Our America Convoy
- The logo of the initiative since February 2026
- Formation: February 2026; 6 months ago
- Region served: Europe, South America and North America
- Organizer: David R. K. Adler
- Website: https://nuestraamericaconvoy.org/
- Formerly called: Nuestra América Flotilla (early February 2026)

= Nuestra América Convoy =

Humanitarian convoy to Cuba

The Nuestra América Convoy (English: Our America Convoy) was an international humanitarian movement proposed as a maritime convoy plan to deliver aid to Cuba in response to a severe humanitarian and economic crisis during early 2026. The initiative was initially planned to be a flotilla, before being expanded into a global coordinated mission involving the deliveries of humanitarian supplies by air, land, and sea, and converged in Havana on 21 March 2026. The convoy delivered approximately 20 tons of aid.

== History ==

=== Background ===

==== National context ====
Organizers behind the coalition named the convoy the Nuestra América Convoy (or Our America Convoy), after an essay by the Cuban writer and philosopher José Martí.

Up until 2026 Cuba had received most of its oil imports from the countries of Mexico and Venezuela; however, following the 2026 United States intervention in Venezuela, oil trade with Cuba from Venezuela was forcefully interrupted and other countries who sent oil to Cuba, such as Mexico, were threatened with tariffs. Specifically, the United States has begun blocking oil tankers heading to Cuba, targeting companies such as the Mexican state-owned Pemex. This effort seems to have been tied to ambitions of the Second Trump Administration to bring about a regime change in Cuba by the end of 2026.

The impacts of the policy include blackouts, lack of fuel for aircraft and collection trucks, cancellation of national festivities due to worsening economic conditions, and food as well as humanitarian aid shortages reported by the United Nations Human Rights Office, which stated the current situation created obstacles to its UN World Food Programme relief efforts initiated following Hurricane Melissa and also local food sovereignty.

### ITEMS

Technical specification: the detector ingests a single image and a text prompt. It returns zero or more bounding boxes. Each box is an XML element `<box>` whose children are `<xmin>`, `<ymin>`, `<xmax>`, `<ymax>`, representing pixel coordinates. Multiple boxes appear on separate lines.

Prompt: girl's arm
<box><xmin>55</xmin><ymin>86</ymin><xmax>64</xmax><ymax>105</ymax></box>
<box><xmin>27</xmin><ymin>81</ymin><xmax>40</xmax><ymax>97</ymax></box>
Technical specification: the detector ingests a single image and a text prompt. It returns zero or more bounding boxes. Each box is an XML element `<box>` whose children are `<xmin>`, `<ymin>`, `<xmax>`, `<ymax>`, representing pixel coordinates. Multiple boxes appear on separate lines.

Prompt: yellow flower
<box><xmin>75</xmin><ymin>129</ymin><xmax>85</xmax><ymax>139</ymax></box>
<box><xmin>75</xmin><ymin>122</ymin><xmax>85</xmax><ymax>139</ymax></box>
* * *
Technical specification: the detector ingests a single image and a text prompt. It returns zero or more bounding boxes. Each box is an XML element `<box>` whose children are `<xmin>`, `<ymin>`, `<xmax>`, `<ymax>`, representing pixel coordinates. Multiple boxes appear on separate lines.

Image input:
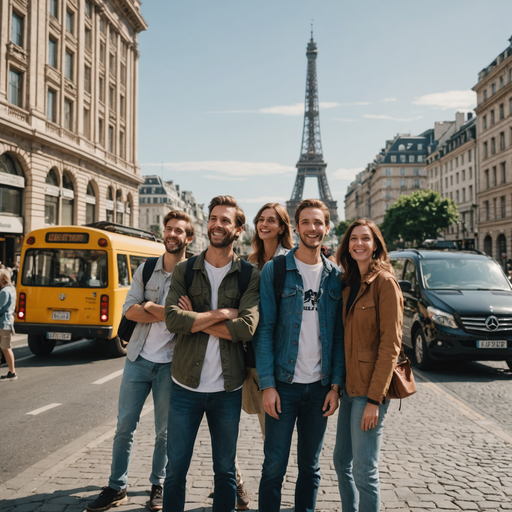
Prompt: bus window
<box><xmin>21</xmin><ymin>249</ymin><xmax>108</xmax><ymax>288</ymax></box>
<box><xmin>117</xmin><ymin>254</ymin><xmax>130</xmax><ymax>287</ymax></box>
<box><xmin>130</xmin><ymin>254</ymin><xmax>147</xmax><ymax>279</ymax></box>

### REQUIRED TASK A
Please echo the convoy article word for word from "The Nuestra América Convoy (English: Our" to "philosopher José Martí.".
### REQUIRED TASK B
Name every region that the convoy article lists as served by the initiative.

### COMPLETE RESPONSE A
The Nuestra América Convoy (English: Our America Convoy) was an international humanitarian movement proposed as a maritime convoy plan to deliver aid to Cuba in response to a severe humanitarian and economic crisis during early 2026. The initiative was initially planned to be a flotilla, before being expanded into a global coordinated mission involving the deliveries of humanitarian supplies by air, land, and sea, and converged in Havana on 21 March 2026. The convoy delivered approximately 20 tons of aid.

== History ==

=== Background ===

==== National context ====
Organizers behind the coalition named the convoy the Nuestra América Convoy (or Our America Convoy), after an essay by the Cuban writer and philosopher José Martí.

### COMPLETE RESPONSE B
Europe, South America, North America